GIVEN REQUEST. Collect every line below that contains the word "floor", and copy each one out in full. Case counts.

Coordinate labeling data
[BEGIN]

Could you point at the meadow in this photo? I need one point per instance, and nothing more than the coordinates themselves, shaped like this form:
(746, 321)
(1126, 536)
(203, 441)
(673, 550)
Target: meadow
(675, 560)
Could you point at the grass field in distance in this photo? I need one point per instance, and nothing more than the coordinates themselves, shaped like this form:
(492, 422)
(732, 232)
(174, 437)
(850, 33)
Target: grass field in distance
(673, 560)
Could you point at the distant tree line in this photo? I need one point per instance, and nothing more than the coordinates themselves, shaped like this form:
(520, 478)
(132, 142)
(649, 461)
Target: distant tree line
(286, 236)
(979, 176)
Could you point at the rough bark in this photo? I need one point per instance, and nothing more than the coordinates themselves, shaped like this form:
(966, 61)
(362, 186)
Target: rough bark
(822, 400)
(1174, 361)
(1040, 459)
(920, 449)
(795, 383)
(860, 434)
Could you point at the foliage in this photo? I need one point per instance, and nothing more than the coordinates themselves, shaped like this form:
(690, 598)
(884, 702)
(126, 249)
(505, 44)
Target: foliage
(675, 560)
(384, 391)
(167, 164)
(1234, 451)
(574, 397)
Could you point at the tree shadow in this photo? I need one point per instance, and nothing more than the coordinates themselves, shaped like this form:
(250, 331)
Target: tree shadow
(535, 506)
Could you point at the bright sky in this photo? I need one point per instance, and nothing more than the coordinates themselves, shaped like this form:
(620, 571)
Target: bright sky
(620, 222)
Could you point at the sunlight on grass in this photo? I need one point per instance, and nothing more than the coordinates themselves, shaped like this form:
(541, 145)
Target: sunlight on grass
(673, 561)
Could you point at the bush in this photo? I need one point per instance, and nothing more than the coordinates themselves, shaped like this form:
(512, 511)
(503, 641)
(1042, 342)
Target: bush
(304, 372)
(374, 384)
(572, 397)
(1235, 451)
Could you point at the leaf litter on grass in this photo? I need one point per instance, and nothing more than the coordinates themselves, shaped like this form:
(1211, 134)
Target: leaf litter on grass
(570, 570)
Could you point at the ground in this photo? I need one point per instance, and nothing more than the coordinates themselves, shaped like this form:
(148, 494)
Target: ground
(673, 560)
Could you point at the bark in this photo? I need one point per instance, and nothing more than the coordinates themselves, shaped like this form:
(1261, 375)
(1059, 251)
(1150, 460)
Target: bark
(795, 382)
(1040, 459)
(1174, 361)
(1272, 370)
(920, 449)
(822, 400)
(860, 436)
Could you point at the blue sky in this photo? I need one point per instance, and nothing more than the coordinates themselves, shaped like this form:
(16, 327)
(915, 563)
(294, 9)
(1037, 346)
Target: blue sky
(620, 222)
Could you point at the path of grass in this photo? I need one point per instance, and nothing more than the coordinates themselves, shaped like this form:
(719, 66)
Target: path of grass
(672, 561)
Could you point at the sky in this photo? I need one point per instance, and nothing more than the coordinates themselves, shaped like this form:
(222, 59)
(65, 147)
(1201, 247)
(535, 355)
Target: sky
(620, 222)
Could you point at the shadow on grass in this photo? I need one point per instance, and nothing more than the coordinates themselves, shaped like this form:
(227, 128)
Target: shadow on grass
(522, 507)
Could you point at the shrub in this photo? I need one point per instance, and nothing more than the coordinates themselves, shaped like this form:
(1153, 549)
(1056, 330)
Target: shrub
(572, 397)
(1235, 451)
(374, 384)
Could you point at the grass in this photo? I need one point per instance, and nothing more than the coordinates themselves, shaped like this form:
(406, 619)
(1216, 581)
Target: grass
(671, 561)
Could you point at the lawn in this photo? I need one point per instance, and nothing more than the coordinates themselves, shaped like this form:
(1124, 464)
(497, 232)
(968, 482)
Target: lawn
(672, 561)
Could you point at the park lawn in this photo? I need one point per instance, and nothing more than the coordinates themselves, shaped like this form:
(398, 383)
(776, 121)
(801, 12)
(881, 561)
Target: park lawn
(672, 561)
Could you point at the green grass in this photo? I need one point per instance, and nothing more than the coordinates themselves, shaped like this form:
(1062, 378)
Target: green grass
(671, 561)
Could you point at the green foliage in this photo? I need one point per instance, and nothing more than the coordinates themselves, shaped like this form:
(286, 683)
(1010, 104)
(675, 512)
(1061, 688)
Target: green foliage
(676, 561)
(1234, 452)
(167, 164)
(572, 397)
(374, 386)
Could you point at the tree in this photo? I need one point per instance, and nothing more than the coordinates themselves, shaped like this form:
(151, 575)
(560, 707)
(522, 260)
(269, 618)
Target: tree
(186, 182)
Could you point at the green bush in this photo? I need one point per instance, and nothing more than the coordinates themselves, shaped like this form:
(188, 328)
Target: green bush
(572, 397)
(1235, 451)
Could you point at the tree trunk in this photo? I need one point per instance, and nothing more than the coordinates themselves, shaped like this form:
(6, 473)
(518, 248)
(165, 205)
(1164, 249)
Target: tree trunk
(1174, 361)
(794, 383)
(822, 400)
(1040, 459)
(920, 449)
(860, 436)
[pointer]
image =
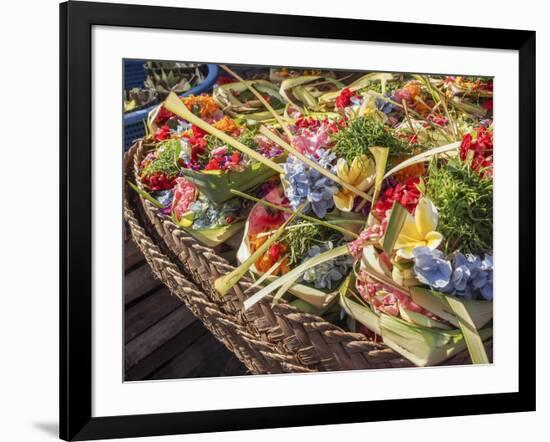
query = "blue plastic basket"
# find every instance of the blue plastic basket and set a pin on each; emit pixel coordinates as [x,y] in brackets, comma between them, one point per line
[134,122]
[134,73]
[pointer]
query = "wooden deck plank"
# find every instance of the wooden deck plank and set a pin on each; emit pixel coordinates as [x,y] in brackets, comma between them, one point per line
[132,255]
[146,368]
[138,283]
[148,312]
[200,359]
[163,338]
[158,334]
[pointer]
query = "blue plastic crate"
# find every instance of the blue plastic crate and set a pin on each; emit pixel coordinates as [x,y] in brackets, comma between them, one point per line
[134,74]
[134,122]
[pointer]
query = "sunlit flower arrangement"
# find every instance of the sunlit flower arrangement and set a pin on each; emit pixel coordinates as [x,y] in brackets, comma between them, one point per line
[367,200]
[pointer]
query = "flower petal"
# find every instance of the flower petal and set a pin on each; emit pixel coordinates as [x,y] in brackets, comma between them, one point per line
[344,201]
[433,239]
[425,216]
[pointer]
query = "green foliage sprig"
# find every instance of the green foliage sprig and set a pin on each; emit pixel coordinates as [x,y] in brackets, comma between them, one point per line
[464,201]
[301,236]
[166,161]
[364,132]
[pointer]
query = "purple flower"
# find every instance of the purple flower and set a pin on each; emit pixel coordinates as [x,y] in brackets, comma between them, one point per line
[307,184]
[432,269]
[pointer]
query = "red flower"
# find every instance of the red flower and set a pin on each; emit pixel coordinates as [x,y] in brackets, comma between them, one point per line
[214,164]
[406,194]
[275,251]
[162,134]
[438,119]
[478,152]
[163,116]
[159,181]
[344,99]
[487,104]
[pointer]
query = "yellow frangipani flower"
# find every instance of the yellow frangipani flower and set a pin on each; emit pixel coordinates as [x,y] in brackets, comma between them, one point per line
[360,175]
[419,230]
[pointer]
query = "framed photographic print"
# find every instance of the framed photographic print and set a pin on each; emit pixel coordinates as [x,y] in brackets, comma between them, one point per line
[274,220]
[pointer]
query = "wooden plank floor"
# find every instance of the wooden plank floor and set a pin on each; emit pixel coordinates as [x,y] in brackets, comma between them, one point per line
[163,340]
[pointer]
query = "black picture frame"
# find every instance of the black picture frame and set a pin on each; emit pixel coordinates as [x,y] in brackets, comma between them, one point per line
[76,21]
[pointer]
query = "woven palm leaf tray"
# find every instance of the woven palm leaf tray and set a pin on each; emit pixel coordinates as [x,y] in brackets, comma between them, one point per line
[266,338]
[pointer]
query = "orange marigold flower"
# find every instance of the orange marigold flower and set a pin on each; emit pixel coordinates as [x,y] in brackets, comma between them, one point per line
[205,103]
[227,125]
[412,171]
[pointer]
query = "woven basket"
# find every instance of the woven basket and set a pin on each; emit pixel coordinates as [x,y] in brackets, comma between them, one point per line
[267,338]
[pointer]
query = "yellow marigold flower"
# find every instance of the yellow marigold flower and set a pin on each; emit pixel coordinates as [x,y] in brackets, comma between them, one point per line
[206,104]
[360,175]
[226,124]
[412,171]
[419,230]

[END]

FINISHED TASK.
query = "wooden plank floor"
# find every instance of the wooden plank floor and set a pin on each; emit pixel coordinates as [x,y] in brackets, comma between them, one point per line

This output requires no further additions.